Selected passage:
◇ ◇ ◇

Buy The Euro; Enjoy Your Trip

February 6th, 2015 by Kurt L. Smith
  • Hot on the heels of a plunge in oil prices, the Euro has quickly reached a twelve year low. From 140 in May 2014 to 111 last month, like the price plunge in oil from $107 in June 2014 to $44 last month, we have no idea of the economic disruptions that are now under way.

    Buying the Euro now would likely be better than buying the nearly half trillion Euros the Swiss National Bank has bought since 2010 trying to stem the rise of the Swiss franc and help keep Swiss businesses competitive. Suffering a 25%+ loss on half a trillion anything would probably cause any one, even a central bank, to yell uncle. Yes, central banks can and will change their mind, particularly when facing seemingly insurmountable market forces.

    The reason I write about Oil and Euros (and previously about Gold) is to remind you that you are investing in markets. Markets do not move in one direction forever even though all three of these markets had moved higher for ten plus years or more. Markets can and will change directions and the change can happen swiftly and dramatically as these three assets reveal.

    Having your portfolio in multiple baskets may only mean you suffer losses in many baskets. As asset class after asset class currently is trending lower, we are now left with just two trending higher…Stocks and European government bonds.

    For those of you that are diversified, I believe you should be asking the question: Why am I invested in so many areas in which the trend is lower? If the lessons in Gold, Oil and now the Euro tell us anything, it is that asset classes trending lower can quickly accelerate into a price plunge.

    As almost no one predicted the price plunges in Gold, Oil and now the Euro, what does this say about Stocks? Some say the stock market discounts all that is known, but there sure seemed to be a lot of unknown that has hurt, severely, investors in those assets.

◇ ◇ ◇

Extracted material:
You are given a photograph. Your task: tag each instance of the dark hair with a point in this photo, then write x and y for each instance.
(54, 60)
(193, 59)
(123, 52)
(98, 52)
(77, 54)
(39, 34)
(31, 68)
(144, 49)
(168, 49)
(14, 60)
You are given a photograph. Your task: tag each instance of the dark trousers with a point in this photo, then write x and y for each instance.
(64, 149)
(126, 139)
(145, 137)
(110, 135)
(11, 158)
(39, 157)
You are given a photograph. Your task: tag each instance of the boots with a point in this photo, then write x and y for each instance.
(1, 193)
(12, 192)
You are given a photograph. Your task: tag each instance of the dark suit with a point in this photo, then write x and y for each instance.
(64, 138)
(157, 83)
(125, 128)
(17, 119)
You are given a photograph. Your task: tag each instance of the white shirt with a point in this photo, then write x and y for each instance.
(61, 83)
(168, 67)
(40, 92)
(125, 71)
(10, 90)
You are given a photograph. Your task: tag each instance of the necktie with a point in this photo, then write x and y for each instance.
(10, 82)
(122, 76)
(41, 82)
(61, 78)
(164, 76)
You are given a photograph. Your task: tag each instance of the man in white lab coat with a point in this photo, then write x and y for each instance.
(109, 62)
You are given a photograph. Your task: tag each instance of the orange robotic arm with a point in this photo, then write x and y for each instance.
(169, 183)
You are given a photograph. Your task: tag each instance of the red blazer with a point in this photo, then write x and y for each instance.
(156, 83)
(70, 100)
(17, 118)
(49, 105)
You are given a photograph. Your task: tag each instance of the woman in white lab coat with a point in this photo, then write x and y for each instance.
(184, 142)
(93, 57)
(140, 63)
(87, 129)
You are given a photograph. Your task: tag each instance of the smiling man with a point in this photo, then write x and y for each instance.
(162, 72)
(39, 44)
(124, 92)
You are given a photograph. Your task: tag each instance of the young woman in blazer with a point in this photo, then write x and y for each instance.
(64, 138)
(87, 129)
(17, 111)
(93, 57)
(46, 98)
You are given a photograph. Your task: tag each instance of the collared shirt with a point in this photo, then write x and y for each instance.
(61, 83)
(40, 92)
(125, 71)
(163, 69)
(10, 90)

◇ ◇ ◇

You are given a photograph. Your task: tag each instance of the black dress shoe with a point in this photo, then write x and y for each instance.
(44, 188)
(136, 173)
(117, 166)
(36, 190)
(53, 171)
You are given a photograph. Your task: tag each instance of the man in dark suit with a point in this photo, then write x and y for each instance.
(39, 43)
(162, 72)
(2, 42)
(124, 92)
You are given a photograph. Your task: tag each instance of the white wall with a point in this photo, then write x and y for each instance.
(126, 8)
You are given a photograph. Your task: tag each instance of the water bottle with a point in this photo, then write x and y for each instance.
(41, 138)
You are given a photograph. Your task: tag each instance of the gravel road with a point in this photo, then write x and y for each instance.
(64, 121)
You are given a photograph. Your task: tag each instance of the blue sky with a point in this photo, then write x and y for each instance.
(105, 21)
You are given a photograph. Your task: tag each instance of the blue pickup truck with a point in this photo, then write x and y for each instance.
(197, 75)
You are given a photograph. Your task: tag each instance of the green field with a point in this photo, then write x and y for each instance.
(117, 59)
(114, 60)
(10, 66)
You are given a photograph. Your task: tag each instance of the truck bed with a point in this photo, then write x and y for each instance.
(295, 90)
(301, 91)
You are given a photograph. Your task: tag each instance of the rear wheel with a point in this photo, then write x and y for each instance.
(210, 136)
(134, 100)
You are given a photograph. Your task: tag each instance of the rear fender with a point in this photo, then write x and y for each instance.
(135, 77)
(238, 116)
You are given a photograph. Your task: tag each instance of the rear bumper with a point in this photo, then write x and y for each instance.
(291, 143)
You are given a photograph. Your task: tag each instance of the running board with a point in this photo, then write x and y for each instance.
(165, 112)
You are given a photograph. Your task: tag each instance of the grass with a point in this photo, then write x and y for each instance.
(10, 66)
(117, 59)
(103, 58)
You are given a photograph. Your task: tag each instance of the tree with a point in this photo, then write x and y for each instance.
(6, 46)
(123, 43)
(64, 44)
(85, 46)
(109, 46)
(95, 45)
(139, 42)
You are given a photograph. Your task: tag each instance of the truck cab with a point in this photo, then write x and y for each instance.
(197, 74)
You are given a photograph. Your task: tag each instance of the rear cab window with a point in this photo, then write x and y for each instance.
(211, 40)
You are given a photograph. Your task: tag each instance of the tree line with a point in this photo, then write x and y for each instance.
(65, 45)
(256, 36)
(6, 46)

◇ ◇ ◇

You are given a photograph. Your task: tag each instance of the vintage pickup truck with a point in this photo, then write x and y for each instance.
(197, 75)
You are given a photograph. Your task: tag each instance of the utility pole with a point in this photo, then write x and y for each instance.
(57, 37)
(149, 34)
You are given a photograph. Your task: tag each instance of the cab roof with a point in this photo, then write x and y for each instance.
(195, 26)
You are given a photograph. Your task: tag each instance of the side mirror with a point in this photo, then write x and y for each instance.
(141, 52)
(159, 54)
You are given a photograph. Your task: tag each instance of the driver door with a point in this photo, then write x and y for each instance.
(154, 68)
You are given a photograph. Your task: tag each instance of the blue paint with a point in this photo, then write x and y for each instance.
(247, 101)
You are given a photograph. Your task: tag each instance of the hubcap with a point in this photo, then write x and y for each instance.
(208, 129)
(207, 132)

◇ ◇ ◇

Your tasks:
**a.** Transcribe the stretch of the post on the falling Euro from "Buy The Euro;" through "now under way.".
**b.** Answer these about the post on the falling Euro:
(i) What level was the Euro at in May 2014?
(ii) Roughly how many Euros has the Swiss National Bank bought since 2010?
(iii) Which two asset classes are still trending higher?
**c.** Carry the post on the falling Euro forward, starting right after its final sentence.
You won't need the records for any of this.

Final results:
**a.**
Buy The Euro; Enjoy Your Trip

February 6th, 2015 by Kurt L. Smith
  • Hot on the heels of a plunge in oil prices, the Euro has quickly reached a twelve year low. From 140 in May 2014 to 111 last month, like the price plunge in oil from $107 in June 2014 to $44 last month, we have no idea of the economic disruptions that are now under way.

**b.**
(i) 140
(ii) Nearly half a trillion Euros
(iii) Stocks and European government bonds

**c.**
    Now the time has come to say the rewards do not exceed the risk of investing in Stocks. You would probably not be surprised if I said the rewards do not even come close to overcoming the risks. I believe the time is now to take the lead and move to Cash, protecting what you have rather than risking it for continued incremental gains.

    Mario Draghi, President of the European Central Bank (ECB) was (finally) able to convince his member European countries to approve a plan to buy government bonds and begin a European quantitative easing program. It certainly helps that European government bonds are one of the only asset classes that are trending to higher prices. However, the prices of some European government bonds are so high the yields are negative! The prices are also so high the quantitative easing program comes with a plan to distribute losses. One must believe in the omnipotence of central banks to believe European quantitative easing will work. Just ask the Swiss about omnipotence!

    Markets move and central banks follow…not the other way around. The Swiss National Bank (SNB) bought nearly half a trillion Euros (through November 2014 per the SNB’s website) in an attempt to keep the Swiss franc competitive and at the end of the day (three years) they gave up. What are they left with? A half trillion Euros deeply underwater for the three years of time they bought.

    How much time is Draghi buying? I have no idea but I am betting the market will win, as it always does.

    Last month I believed the interest rate on the ten year US treasury note would begin to rise. It did not. Instead, prices continued to rise (and yields fell). My thesis however is intact: the ten year note is in a bear market that began in June 2012 and this current move is the end of the upward correction that began thirteen months ago. As ten year European bond prices continued to move higher in anticipation of Draghi’s announcement, interest rates (according to the NY Times) moved to ridiculously low levels: Germany .45%, France .62%, Spain 1.41% and even Italy 1.55%. With the US treasury note at a relatively stratospheric 1.88%, it would appear to be a lock to also move lower. I could not disagree more!

    The current high price (and low 1.88% yield) on the US ten year note, I believe, may be similar to the $107 price for oil just this past June. Almost no one saw the coming carnage in oil prices and similarly almost no one sees much higher interest rates (and much lower prices) for bonds. Yet this is how markets sometimes work.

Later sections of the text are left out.